● **Document text**:
-.-.-
Publication Date

March 12, 2025

Perspectives Section

Features

Thematic

Current Events in Historical Context, Urban

Some years back, the Society for American City and Regional Planning History invited a provocateur as the lunchtime speaker for its biennial conference, held in my hometown of Arlington, Virginia. A journalist by training, Joel Garreau had made his name in urban history circles with his 1991 book, Edge City, a term he coined for a concentrated office district outside of a traditional downtown. But now he saw a new future: the movement of people to places far from traditional cities but blessed with scenery, culture, and, crucially, broadband internet access. “If you can work anywhere,” he asked, “why fight the Beltway to get to an office tower?” Why not open your laptop in a gorgeous mountain town, like Santa Fe; Wenatchee, Washington; or South Jordan, Utah? After Garreau finished, the historians in the meeting asked respectful questions, but at my table, I heard some snickering. My own notes bear the comment “Statistical fallacy, law of small numbers.”
-.-.-
● **Dataset entries**:
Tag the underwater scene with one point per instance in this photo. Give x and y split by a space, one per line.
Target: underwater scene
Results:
-.-.-
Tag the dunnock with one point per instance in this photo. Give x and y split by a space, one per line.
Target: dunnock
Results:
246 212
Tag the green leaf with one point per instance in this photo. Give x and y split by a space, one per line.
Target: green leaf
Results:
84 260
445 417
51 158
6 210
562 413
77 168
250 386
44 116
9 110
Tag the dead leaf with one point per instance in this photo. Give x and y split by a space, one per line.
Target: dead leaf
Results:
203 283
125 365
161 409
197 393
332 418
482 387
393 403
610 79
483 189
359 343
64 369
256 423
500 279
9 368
-.-.-
● **Your assignment**:
According to the text on Joel Garreau, what does the term he coined in his 1991 book describe?

● **Exercise solution**:
A concentrated office district outside of a traditional downtown, which he called an "edge city."